▸ **PASSAGE PROVIDED**
Then I started analyzing the interactions with the therapist (and also by myself, following Butler's book) and all of them came down to me *thinking* that I didn't have much value to offer to the conversation, or was boring, or didn't know what to talk about. I mean, with my friends I am fine, but not with people I just met or don't know very well. So I start working on challenging this, with my therapists help and by myself, and lo, I can't believe my explanations or the therapist! Also, it seems that I am very biased to notice things that are negative, say, when somebody else doesn't like me, and tend to be objective, but not with positive things which I don't notice or tend to dismiss (what they call "discounting the positive"). So this is where I am right now. I have reduced temporarily doing exposures with people I don't know, which is what really makes me uncomfortable, and have been focusing on spending time with good friends, to try to convince myself that yeah there's people who like me and they have reasons etc. I am having trouble with it though. Maybe I am looking at it from the wrong point, I have no idea.

I could go on but this is the outline. Any comments?

Ian


----------



## yeah_yeah_yeah (Mar 27, 2007)

I'm not sure what to say, apart from stick with it. With CBT you need to try lots of things from lots of angles until you find the thing that works for you. When i first started CBT, I tended to use the phrases right out of the books, like "I am a worthless human being" or "my worth is not based on the opinions of others". Then i realised that the actual words I used were important, and finding ones that meant something to me had more emotional impact. With my current therapist, "I am a worthless human being" became "I feel like I have a horrible, black rotten core that others sense and react to". This is what Im challenging now and because it really gets to the core of how I feel, in my own words, to challenge it feels more powerful. You might want to sit and think EXACTLY how you would phrase your own beliefs in a way that really gets to the core of how you feel.

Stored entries
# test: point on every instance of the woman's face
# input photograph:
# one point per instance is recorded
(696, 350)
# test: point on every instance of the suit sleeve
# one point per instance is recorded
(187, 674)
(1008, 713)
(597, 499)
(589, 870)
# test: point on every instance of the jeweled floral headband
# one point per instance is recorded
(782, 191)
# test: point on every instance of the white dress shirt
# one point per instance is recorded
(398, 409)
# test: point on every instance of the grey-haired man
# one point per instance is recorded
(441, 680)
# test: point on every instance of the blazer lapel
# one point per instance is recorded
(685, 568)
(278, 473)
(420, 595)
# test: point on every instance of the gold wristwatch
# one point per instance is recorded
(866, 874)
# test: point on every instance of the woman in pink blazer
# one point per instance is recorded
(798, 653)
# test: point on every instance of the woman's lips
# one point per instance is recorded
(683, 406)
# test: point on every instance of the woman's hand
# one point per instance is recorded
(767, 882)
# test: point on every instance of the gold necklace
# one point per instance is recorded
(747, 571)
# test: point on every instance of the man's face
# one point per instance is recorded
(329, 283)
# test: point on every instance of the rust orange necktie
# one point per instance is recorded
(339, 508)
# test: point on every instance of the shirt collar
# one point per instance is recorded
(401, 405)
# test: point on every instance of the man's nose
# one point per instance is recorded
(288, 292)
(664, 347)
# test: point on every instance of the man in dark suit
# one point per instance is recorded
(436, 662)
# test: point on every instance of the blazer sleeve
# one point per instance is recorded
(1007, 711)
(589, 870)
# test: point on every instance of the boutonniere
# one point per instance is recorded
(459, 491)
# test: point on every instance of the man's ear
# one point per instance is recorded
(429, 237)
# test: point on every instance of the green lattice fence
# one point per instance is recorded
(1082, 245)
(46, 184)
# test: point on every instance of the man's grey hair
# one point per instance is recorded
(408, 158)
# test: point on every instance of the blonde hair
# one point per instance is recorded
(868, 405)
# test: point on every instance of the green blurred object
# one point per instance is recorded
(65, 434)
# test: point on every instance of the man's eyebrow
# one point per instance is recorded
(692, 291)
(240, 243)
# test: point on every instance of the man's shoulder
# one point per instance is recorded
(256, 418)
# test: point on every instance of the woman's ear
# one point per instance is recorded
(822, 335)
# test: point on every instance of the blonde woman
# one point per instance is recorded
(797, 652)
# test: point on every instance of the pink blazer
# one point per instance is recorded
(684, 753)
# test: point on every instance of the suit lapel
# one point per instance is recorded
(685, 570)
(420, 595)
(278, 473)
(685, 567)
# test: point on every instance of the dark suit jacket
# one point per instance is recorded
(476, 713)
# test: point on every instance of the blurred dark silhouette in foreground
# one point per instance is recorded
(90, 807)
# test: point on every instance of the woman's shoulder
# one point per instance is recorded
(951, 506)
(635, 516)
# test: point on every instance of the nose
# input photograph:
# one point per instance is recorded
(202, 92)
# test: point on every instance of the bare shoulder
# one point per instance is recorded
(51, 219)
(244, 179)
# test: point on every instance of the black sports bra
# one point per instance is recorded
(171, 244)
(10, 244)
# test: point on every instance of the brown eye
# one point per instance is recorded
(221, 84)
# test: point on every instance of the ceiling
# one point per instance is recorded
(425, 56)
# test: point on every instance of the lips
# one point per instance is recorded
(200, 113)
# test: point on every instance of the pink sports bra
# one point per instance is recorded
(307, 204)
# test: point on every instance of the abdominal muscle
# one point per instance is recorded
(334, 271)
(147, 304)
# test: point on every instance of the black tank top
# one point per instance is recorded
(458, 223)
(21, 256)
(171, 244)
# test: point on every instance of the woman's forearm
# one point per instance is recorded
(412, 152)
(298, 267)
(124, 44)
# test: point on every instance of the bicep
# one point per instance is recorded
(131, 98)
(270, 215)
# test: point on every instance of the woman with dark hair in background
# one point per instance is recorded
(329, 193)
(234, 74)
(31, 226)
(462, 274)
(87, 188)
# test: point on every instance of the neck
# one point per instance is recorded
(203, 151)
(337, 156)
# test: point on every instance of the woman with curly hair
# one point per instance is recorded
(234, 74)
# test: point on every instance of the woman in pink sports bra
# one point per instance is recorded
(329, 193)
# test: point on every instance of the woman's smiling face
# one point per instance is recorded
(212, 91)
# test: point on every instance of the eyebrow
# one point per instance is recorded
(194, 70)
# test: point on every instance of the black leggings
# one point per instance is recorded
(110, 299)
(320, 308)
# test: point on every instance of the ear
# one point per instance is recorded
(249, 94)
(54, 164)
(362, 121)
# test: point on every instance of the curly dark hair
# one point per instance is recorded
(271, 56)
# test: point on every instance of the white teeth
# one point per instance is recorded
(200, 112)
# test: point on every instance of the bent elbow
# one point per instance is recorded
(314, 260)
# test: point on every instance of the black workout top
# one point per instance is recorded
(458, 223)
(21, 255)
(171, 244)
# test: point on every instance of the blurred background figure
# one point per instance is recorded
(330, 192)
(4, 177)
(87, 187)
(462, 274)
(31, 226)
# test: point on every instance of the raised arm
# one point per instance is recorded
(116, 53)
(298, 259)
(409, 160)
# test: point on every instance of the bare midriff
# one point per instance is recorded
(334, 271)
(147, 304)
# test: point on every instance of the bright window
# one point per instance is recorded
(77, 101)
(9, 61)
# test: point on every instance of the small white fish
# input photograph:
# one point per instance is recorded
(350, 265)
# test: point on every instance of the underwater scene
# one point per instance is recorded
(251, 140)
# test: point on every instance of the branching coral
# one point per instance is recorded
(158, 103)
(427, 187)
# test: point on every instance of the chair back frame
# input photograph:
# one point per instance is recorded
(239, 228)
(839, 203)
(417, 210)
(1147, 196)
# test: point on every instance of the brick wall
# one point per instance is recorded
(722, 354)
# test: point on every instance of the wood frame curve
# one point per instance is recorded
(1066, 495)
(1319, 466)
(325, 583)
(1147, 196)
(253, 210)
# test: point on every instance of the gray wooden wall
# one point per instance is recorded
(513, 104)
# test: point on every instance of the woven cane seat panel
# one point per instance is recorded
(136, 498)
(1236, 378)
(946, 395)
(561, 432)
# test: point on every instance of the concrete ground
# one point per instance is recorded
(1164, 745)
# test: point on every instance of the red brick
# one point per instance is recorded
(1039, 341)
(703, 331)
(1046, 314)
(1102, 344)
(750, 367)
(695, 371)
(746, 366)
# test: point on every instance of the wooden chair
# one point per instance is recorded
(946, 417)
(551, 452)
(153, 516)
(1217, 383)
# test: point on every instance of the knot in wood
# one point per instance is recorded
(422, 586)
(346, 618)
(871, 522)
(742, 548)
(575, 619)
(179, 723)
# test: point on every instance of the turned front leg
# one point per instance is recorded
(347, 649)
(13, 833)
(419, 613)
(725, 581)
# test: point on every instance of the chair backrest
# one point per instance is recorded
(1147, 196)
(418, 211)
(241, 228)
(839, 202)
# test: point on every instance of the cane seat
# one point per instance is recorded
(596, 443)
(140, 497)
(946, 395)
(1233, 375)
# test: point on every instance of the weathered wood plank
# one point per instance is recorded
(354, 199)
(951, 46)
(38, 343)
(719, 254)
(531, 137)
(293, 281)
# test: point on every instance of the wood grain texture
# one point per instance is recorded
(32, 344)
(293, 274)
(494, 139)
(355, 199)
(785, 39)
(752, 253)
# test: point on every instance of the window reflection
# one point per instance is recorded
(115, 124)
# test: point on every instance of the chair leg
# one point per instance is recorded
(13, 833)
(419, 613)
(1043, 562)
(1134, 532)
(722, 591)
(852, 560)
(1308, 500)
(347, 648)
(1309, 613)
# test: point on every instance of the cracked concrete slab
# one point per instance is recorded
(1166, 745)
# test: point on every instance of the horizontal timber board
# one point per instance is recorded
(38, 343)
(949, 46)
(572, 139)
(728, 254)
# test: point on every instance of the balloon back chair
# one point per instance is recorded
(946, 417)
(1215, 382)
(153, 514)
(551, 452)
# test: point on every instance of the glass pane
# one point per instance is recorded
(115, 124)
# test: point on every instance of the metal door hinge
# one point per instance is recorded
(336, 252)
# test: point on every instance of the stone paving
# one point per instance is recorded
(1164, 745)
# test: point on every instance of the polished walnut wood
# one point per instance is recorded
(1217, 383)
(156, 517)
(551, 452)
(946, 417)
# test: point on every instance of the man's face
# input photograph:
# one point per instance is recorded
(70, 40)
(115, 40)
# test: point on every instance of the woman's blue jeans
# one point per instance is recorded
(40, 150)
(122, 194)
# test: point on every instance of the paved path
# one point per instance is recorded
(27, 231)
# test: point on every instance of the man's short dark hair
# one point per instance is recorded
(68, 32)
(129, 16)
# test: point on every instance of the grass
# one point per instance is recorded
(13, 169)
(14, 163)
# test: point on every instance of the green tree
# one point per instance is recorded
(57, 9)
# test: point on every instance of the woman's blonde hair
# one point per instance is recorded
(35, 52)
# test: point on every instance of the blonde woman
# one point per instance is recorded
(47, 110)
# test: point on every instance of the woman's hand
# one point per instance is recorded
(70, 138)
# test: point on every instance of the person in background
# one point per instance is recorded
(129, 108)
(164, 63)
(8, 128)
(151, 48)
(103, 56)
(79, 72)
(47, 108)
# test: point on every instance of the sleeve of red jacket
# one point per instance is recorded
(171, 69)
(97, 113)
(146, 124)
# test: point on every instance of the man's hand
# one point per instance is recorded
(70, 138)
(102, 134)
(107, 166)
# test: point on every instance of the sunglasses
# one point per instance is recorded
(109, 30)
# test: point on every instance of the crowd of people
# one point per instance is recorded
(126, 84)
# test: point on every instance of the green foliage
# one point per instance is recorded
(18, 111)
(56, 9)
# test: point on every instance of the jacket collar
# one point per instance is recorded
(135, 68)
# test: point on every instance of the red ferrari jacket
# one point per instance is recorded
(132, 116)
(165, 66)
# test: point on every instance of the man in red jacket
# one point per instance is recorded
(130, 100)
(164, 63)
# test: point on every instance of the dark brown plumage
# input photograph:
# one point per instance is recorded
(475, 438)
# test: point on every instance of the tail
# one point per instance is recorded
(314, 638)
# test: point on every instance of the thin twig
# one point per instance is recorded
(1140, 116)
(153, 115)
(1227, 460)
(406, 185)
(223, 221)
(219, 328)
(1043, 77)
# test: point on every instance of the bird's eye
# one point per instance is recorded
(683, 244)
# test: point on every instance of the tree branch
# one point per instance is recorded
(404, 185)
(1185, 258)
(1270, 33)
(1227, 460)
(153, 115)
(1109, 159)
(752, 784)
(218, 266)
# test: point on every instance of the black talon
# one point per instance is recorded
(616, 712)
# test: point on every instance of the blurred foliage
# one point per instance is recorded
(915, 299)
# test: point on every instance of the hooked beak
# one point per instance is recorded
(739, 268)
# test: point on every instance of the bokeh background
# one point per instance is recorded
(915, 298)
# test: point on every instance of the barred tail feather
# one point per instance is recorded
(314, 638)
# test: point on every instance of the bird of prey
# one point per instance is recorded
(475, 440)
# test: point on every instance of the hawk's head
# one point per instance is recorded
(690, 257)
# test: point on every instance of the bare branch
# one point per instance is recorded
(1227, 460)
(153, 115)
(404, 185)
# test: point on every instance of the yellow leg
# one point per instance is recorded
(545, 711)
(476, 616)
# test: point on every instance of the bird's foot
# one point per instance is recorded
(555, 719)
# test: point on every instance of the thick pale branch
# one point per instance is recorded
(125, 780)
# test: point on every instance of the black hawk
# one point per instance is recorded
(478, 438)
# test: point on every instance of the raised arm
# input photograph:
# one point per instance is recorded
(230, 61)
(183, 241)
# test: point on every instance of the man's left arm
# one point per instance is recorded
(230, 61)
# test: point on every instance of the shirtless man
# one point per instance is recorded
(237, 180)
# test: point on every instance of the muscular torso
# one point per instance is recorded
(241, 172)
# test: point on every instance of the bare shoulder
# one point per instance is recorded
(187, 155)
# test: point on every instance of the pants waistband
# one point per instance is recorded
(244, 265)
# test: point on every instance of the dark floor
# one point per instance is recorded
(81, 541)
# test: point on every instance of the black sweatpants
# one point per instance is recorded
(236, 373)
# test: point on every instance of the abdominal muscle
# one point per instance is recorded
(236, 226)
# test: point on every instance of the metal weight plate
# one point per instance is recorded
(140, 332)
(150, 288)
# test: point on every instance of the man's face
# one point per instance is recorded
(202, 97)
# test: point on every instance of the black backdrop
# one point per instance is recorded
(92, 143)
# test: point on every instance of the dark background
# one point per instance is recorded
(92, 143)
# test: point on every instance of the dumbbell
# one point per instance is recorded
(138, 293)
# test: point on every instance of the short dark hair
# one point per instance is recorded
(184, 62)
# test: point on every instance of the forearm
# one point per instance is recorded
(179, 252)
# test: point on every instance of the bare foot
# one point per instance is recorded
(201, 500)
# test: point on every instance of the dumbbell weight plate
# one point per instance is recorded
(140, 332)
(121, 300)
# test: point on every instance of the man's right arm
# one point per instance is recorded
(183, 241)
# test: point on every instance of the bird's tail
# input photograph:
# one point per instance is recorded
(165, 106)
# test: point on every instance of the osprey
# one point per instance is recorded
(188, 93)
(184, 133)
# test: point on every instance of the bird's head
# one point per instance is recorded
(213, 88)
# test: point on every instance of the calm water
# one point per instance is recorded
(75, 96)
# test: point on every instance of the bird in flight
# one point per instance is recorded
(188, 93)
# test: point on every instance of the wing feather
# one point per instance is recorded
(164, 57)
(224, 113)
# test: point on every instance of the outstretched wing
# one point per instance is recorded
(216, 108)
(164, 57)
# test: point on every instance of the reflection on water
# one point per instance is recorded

▸ **WHAT TO WORK ON**
- A) In the thread, why did the reply's author stop using phrases straight out of the books when challenging beliefs?
- B) According to the thread, what did Ian find his interactions came down to him thinking? List each one.

▸ **SOLUTION LIST**
- A) The author realized that the actual words used mattered, and that phrasing that meant something personally had more emotional impact. Putting a belief in their own words gets to the core of how they feel, so challenging it feels more powerful.

- B)
- That he didn't have much value to offer to the conversation
- That he was boring
- That he didn't know what to talk about